## Your assignment
Leave every picture out, and write out the remaining entries exactly.

Image-grounded pointing data

—————

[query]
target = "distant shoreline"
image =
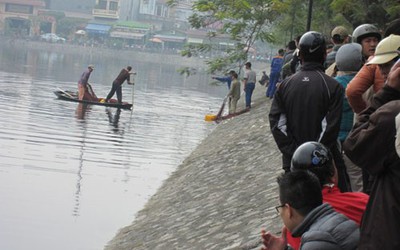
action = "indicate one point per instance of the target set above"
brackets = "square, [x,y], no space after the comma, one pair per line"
[144,56]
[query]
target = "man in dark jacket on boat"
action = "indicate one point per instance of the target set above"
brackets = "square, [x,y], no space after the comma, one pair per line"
[123,76]
[85,91]
[304,214]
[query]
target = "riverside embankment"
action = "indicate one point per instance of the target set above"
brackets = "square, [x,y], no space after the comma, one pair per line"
[221,196]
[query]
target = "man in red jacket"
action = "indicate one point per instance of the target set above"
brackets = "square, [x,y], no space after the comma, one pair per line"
[116,86]
[316,158]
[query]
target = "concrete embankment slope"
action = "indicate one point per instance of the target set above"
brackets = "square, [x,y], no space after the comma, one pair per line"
[220,196]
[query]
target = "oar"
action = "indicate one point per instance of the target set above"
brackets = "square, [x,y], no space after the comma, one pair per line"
[133,86]
[66,93]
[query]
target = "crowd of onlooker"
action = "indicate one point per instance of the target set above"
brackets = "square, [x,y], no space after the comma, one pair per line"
[335,118]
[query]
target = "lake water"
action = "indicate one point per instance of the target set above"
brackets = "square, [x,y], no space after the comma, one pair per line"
[71,176]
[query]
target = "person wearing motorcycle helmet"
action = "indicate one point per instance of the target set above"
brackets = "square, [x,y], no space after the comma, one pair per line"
[368,35]
[312,47]
[369,79]
[308,89]
[315,157]
[387,53]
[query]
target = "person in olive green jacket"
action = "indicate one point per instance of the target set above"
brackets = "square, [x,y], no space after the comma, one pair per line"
[234,93]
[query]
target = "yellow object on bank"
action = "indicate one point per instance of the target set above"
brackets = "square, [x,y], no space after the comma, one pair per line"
[210,117]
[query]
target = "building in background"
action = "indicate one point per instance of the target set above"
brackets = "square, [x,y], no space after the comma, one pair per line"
[73,6]
[20,17]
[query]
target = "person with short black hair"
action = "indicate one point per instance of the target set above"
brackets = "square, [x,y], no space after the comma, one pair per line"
[123,76]
[304,214]
[85,90]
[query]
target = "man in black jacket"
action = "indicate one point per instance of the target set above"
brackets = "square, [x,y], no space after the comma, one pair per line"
[116,86]
[307,106]
[303,213]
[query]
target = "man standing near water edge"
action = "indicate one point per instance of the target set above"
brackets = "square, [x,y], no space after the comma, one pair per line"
[117,83]
[308,105]
[249,82]
[85,91]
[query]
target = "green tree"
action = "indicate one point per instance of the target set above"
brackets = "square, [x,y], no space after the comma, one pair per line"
[244,21]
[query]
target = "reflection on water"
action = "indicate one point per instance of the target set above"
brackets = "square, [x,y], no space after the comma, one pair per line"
[73,174]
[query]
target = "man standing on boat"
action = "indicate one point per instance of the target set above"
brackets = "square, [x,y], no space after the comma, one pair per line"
[117,83]
[85,91]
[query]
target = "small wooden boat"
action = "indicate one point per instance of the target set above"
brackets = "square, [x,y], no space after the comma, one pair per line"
[228,116]
[73,97]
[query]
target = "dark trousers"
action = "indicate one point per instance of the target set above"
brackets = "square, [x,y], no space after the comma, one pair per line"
[343,177]
[116,87]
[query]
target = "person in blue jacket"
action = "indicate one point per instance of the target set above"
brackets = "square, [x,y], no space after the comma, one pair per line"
[227,79]
[276,68]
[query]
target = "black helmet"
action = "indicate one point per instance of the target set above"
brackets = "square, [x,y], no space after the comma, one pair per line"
[312,42]
[310,155]
[365,30]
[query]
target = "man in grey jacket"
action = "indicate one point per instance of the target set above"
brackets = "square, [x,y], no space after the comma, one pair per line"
[303,213]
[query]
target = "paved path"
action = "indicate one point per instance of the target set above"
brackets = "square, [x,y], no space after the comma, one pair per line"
[220,196]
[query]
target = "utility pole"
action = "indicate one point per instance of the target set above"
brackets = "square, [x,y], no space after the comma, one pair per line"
[309,17]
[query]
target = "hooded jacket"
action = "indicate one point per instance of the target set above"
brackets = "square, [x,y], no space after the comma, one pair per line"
[307,106]
[323,228]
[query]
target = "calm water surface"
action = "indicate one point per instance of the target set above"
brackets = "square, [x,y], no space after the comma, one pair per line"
[72,175]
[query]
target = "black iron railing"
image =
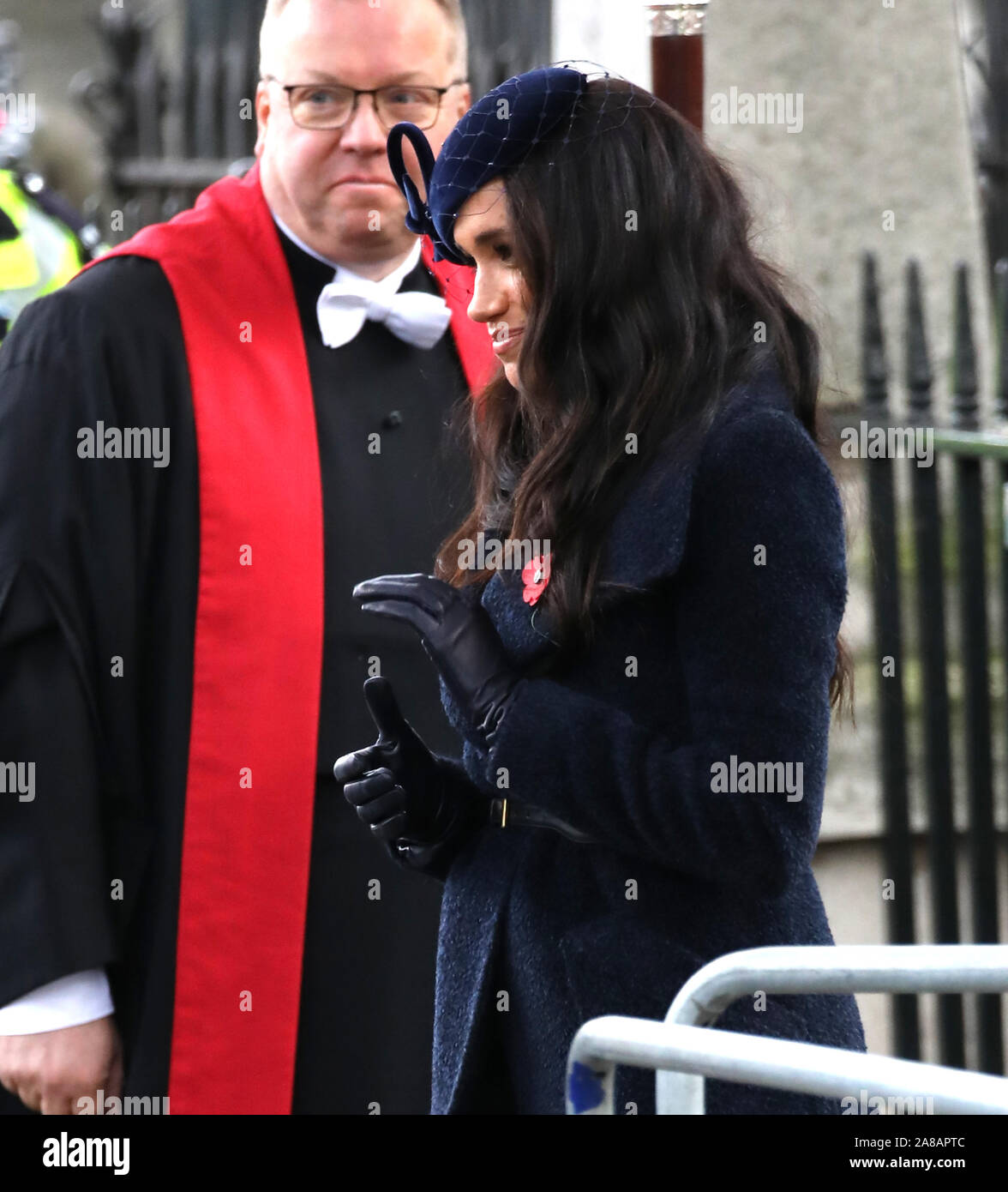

—————

## Answer below
[query]
target = "distant shoreline"
image =
action = "indicate one point per instance of the target set above"
brackets = "square, [x,y], no space after the comma, one pair per line"
[144,56]
[query]
target = "man in dark jacket on boat"
action = "indicate one point per instance of the target set above"
brackets = "square, [x,y], no space after the comma, one pair per line"
[123,76]
[85,91]
[304,214]
[query]
target = "riverside embankment"
action = "indicate one point per instance of the target set above"
brackets = "square, [x,y], no space after the comma, one pair per line"
[221,196]
[query]
target = "man in red jacket"
action = "indicate one point per instance of the target set above"
brackets = "square, [x,y], no space after the comma, one pair per line"
[116,86]
[316,158]
[query]
target = "concrete embankment slope"
action = "indicate one point per instance of the target set above"
brackets = "square, [x,y], no space after the comma, one pair per line"
[220,196]
[query]
target = "oar"
action = "indicate one point per instance of the target set above"
brackets = "square, [x,y], no space after the comma, one pair per line"
[133,86]
[66,93]
[query]
target = "crowd of onlooker"
action = "indicate one point per instance of the target set above"
brackets = "square, [x,y], no space after the comma, one pair per line"
[335,118]
[query]
target = "lake water"
action = "indicate one point per instance of the target set above"
brackets = "square, [x,y], no space after the comma, one pair per line"
[71,176]
[query]
target = "person wearing motorcycle helmet"
action = "indicate one point per instance of the target set above"
brackets = "square, [x,y], no space after the comma, one pair per line"
[368,35]
[312,47]
[369,79]
[308,89]
[315,157]
[387,53]
[query]
target = "person in olive green jacket"
action = "indicate one point per instance of the target set above"
brackets = "square, [x,y], no space after the comma, one pair per line"
[234,93]
[query]
target = "yellow object on bank"
action = "indicate one point per instance of the target set above"
brackets = "square, [x,y], no space after the comma, one pair per line"
[210,117]
[query]
target = "building in background"
action = "indicate one point per instance of the target set above"
brackets = "square, [x,y], no space after the comma, one pair per line"
[73,6]
[20,17]
[query]
target = "person with short black hair"
action = "indicate one point per instance of the target set above"
brackets = "square, [x,y], no space after the comma, one pair per line"
[123,76]
[304,214]
[85,90]
[query]
target = "man in black jacket"
action = "indicate one point per instance of the target set above"
brackets = "square, [x,y], no space after the comma, one pair per line"
[116,86]
[307,106]
[303,213]
[query]
target = "man standing near water edge"
action = "indicate one point per instance of the target set above"
brackets = "square, [x,y], no space after the comma, one pair per line"
[117,83]
[308,105]
[249,82]
[85,91]
[query]
target = "green tree"
action = "indicate one point per instance of the target set above"
brackets = "square, [x,y], no space after the comma, one pair per line"
[244,21]
[query]
target = "reflection on water"
action = "indicate one point per instance of the target set above"
brackets = "square, [x,y], no space after the comma, one pair per line"
[73,174]
[query]
target = "man standing on boat"
action = "indicate one point per instance of the target set above"
brackets = "square, [x,y], no space after the comma, one pair per line"
[117,83]
[85,91]
[query]
target = "small wooden boat"
action = "indicate one point per instance of the target set above"
brackets = "square, [x,y], no space after the comma, one pair per line"
[228,116]
[73,97]
[query]
target = "dark trousers"
action = "indicate one point per instance of the target set above"
brackets = "square, [x,y], no space after the comma, one pair per line"
[343,177]
[116,87]
[query]
target = "person in blue jacket"
action = "indicate one point per instance of the target set above"
brackets = "square, [x,y], no space after the comma, one pair per line"
[227,79]
[276,68]
[query]
target = "black helmet"
action = "indicate one point per instance of the target set above"
brackets = "square, [x,y], no space after the comma, one pair per line"
[312,42]
[310,155]
[365,30]
[query]
target = "man in grey jacket"
action = "indicate one point per instance of the target set above"
brackets = "square, [x,y], no space after the comma, one pair per line"
[303,213]
[query]
target = "paved path"
action = "indicate one point per instance of the target set above"
brackets = "square, [x,y], no space after the comma, one pair per line"
[220,196]
[query]
target = "utility pole"
action = "indicate one point per instance of the target set above"
brackets = "square, [x,y], no space after the comma, one pair per line"
[309,17]
[query]
target = "hooded jacket"
action = "indicate one point per instance of the target set above"
brackets = "square, [x,y], no space after the comma, one pair per line"
[307,106]
[323,228]
[query]
target = "calm water surface"
action = "indicate one point per instance of the target set above"
brackets = "square, [x,y], no space after the comma, one pair per line"
[72,175]
[query]
target = "black iron railing"
image =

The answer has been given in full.